_WHAT THE TASK ASKS_. Write out every line of the data again, requests included, and shift each point coordinate in the answers up by 140.

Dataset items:
____

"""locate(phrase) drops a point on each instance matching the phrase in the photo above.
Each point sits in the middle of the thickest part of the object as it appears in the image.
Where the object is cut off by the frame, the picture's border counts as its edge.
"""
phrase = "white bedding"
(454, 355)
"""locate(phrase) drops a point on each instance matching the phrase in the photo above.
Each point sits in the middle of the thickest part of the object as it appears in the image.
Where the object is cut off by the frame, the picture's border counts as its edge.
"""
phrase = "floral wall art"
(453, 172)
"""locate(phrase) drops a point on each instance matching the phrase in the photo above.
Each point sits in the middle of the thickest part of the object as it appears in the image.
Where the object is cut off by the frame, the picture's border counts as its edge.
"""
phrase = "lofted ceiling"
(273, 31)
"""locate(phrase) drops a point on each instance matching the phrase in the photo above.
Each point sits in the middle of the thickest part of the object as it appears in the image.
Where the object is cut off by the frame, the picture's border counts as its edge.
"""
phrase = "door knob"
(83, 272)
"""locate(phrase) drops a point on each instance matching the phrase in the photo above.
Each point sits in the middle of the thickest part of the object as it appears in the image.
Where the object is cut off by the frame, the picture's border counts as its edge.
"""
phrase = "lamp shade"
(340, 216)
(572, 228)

____

_SOLVED PROBLEM_.
"""locate(phrase) drops a point on each instance matching the phrase in the photo above.
Each point sits in the middle of the thickest part of the object as it appears in the image.
Where the object is cut off by the frame, the picture's border counts as its edge.
"""
phrase = "white bedding"
(594, 495)
"""locate(phrase) drops a point on each instance matching the phrase in the photo above.
Each point sits in the middle of the thickest part of the object as it appears in the image.
Where the object is cut off by the frame, the picture's border counts as its edge.
"""
phrase = "floral wall art"
(593, 312)
"""locate(phrase) drops a point on each instance matching the phrase in the photo above.
Each point sits in the middle of the thickest part of the object as it appears in the image.
Where the object is cut off by the frame, the picture's border counts as its edge.
"""
phrase = "lofted ceiling"
(413, 171)
"""locate(phrase) drops a point on each instance matching the phrase in the photo above.
Each point sits in the middle of the thickest part of the object as it appears in the image.
Where the object is cut off by the frame, the picture's border counts as its edge.
"""
phrase = "door knob"
(223, 412)
"""locate(phrase) drops a point on each instance matching the phrase in the photo above.
Each point sits in the middle of the thickest part of the object as it appears in the image.
Where the object is cut off by the frame, the picture's border counts as its edge.
"""
phrase = "lamp shade"
(480, 356)
(712, 368)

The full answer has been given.